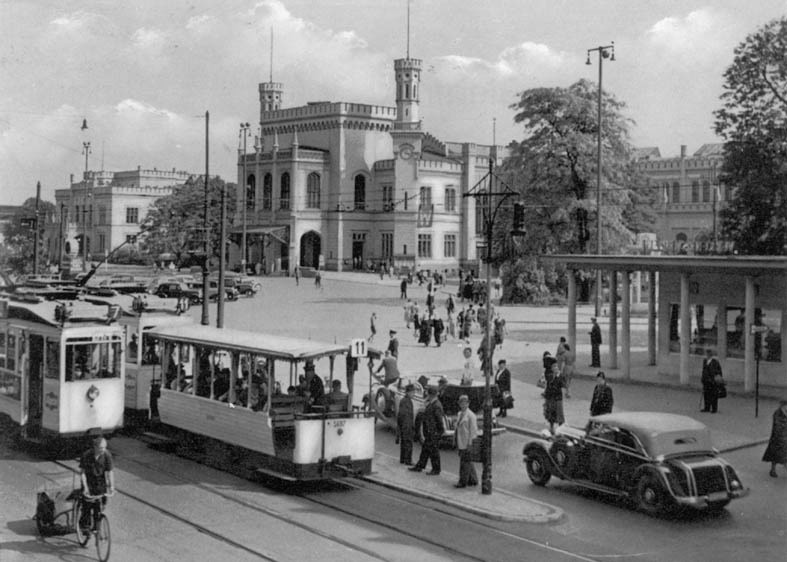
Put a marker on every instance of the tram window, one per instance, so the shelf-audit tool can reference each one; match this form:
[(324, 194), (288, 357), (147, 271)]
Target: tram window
[(10, 360), (10, 385), (52, 359)]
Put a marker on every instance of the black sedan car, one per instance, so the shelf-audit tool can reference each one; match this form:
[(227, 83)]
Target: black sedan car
[(658, 460)]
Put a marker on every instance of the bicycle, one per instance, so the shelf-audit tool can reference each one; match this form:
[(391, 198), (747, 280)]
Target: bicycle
[(99, 524)]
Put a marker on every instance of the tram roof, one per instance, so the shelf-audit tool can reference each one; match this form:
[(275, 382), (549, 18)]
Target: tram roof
[(280, 347)]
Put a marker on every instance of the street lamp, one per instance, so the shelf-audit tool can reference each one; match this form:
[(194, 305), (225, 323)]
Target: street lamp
[(244, 134), (490, 209), (604, 52), (86, 151)]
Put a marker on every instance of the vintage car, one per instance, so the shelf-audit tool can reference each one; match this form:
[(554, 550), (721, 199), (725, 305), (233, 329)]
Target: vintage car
[(385, 403), (659, 461)]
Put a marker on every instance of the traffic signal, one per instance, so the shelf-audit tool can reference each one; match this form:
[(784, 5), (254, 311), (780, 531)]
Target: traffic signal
[(519, 219)]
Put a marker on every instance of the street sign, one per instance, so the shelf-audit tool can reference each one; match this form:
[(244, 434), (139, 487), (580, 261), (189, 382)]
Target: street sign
[(358, 348)]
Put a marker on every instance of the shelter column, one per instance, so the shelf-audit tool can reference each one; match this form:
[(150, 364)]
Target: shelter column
[(685, 328), (625, 326), (572, 310), (748, 351), (652, 315), (613, 319)]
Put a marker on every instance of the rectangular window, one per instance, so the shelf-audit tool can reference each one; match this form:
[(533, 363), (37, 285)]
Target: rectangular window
[(450, 200), (387, 245), (424, 245), (449, 246)]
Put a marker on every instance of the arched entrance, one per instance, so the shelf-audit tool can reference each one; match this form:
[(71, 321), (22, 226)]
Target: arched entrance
[(311, 247)]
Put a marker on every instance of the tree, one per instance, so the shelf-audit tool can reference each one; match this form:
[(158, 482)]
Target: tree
[(175, 224), (555, 167), (753, 123), (19, 239)]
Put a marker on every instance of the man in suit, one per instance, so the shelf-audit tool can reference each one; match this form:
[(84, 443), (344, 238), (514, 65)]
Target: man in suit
[(466, 431), (711, 368), (595, 343), (405, 426), (503, 382), (433, 429)]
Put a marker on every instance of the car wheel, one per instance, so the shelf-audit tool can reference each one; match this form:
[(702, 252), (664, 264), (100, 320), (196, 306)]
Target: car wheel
[(650, 495), (538, 468)]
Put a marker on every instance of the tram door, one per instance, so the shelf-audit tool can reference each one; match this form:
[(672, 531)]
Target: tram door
[(35, 388)]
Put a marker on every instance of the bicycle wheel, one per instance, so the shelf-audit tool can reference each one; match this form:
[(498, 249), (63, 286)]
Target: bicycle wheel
[(103, 538), (76, 513)]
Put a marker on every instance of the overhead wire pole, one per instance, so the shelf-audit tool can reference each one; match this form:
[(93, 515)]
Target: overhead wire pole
[(490, 210), (604, 52)]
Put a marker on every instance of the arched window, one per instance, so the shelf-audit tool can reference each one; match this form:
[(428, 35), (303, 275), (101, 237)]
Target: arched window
[(313, 191), (251, 191), (360, 192), (284, 191), (706, 191), (267, 192)]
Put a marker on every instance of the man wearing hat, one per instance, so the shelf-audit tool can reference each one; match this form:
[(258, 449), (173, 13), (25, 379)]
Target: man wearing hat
[(595, 344), (393, 344), (405, 426), (433, 429)]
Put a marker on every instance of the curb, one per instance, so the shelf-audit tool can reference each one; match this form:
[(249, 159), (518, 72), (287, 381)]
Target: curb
[(554, 513)]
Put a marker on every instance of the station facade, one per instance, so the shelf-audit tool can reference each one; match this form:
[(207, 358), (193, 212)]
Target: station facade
[(736, 306), (345, 186)]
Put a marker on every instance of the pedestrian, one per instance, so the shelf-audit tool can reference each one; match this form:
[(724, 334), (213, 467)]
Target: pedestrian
[(595, 343), (711, 376), (465, 432), (393, 344), (503, 382), (602, 400), (438, 327), (553, 398), (433, 429), (405, 426), (569, 367), (776, 453), (372, 326)]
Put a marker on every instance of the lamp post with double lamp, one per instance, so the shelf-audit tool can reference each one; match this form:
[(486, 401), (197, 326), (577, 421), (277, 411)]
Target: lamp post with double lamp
[(491, 202), (86, 151), (244, 134), (604, 52)]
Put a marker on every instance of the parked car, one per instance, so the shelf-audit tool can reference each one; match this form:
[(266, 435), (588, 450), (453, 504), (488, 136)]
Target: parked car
[(176, 289), (657, 460)]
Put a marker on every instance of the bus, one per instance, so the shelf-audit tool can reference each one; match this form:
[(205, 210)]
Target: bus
[(62, 373), (238, 400)]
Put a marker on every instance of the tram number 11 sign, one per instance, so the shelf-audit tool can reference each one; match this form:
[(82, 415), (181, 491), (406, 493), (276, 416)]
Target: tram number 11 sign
[(358, 348)]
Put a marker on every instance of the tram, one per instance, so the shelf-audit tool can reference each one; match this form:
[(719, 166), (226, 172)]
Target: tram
[(235, 398), (138, 315), (61, 367)]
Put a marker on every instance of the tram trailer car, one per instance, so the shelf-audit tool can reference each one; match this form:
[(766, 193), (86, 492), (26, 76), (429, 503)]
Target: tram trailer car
[(62, 373), (250, 428)]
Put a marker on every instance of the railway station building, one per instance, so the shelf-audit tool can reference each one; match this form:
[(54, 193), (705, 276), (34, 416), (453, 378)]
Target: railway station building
[(345, 186), (733, 305)]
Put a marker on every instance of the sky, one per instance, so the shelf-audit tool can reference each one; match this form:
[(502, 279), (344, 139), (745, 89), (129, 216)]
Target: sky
[(144, 73)]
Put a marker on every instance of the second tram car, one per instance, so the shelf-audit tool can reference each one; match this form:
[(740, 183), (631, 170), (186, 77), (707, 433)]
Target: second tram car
[(237, 398), (61, 367)]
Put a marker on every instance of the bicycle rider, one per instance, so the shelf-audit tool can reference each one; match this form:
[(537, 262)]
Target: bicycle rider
[(97, 478)]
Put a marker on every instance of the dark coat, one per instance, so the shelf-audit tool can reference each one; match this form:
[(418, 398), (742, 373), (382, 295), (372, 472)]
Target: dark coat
[(503, 380), (432, 422), (777, 446), (405, 420), (602, 400)]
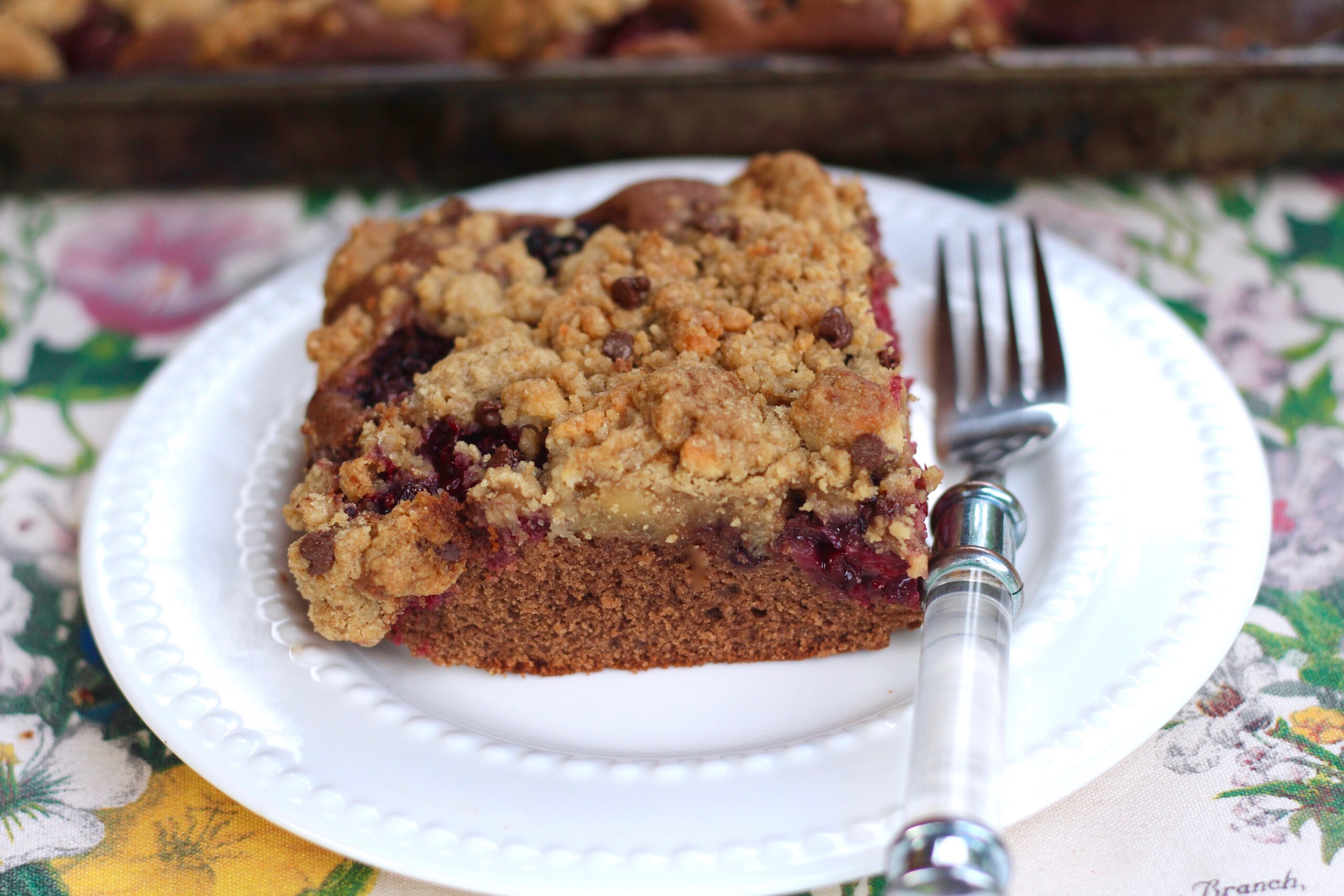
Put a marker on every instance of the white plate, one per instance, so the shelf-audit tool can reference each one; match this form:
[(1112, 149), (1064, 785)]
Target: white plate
[(1150, 527)]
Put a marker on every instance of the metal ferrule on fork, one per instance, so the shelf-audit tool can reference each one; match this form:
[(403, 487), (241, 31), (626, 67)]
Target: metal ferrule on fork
[(978, 525), (953, 801)]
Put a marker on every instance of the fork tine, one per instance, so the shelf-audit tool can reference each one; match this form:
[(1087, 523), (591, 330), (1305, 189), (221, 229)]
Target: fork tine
[(945, 350), (1012, 355), (980, 378), (1054, 382)]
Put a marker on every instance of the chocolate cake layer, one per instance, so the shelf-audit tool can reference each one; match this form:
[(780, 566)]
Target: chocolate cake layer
[(615, 604)]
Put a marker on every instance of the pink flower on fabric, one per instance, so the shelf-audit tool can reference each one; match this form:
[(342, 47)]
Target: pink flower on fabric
[(159, 267)]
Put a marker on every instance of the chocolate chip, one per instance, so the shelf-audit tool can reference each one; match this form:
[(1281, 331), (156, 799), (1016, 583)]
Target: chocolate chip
[(319, 549), (488, 414), (530, 442), (631, 292), (867, 452), (618, 345), (505, 456), (835, 328)]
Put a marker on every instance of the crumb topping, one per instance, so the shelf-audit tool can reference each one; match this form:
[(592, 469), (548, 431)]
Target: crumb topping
[(679, 358)]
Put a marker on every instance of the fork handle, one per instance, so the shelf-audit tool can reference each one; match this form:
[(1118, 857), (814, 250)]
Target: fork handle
[(956, 758)]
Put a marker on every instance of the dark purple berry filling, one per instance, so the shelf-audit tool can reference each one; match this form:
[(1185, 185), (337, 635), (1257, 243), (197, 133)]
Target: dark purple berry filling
[(92, 44), (390, 373), (549, 248), (836, 554), (456, 472)]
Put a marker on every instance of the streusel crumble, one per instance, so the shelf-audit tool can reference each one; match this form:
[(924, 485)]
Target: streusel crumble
[(671, 430)]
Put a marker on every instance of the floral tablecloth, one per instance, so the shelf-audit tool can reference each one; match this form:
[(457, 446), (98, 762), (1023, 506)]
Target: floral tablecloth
[(1241, 793)]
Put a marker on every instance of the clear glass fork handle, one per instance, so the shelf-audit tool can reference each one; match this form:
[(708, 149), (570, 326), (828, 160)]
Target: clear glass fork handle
[(953, 790)]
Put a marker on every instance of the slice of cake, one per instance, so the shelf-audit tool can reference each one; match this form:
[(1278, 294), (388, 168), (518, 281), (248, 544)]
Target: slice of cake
[(514, 30), (671, 430)]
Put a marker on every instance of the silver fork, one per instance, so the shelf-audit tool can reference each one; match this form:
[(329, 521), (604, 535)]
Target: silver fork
[(951, 844)]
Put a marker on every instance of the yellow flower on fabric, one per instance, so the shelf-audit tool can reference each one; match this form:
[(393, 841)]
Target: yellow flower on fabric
[(1318, 724), (187, 837)]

__REQUIRED ACTION__
In the material above, locate the line containing "Put a marker on every instance of the pedestrian, one" and the line containing "Put a marker on every instance of the lamp". Transcribe exactly those two lines and every line between them, and nothing more.

__ANSWER TO THE PROBLEM__
Put a marker on every instance of the pedestrian, one per instance, so the shelf-audit tool can reference each one; match this form:
[(724, 334), (213, 467)]
Target: pedestrian
[(595, 343), (711, 376), (465, 432), (393, 344), (503, 382), (602, 400), (438, 327), (553, 398), (433, 429), (405, 426), (569, 367), (776, 453), (372, 326)]
Put a marker on every instance of the lamp post with double lamp, one per instance, so the shelf-audit tool can reference each one; match this form:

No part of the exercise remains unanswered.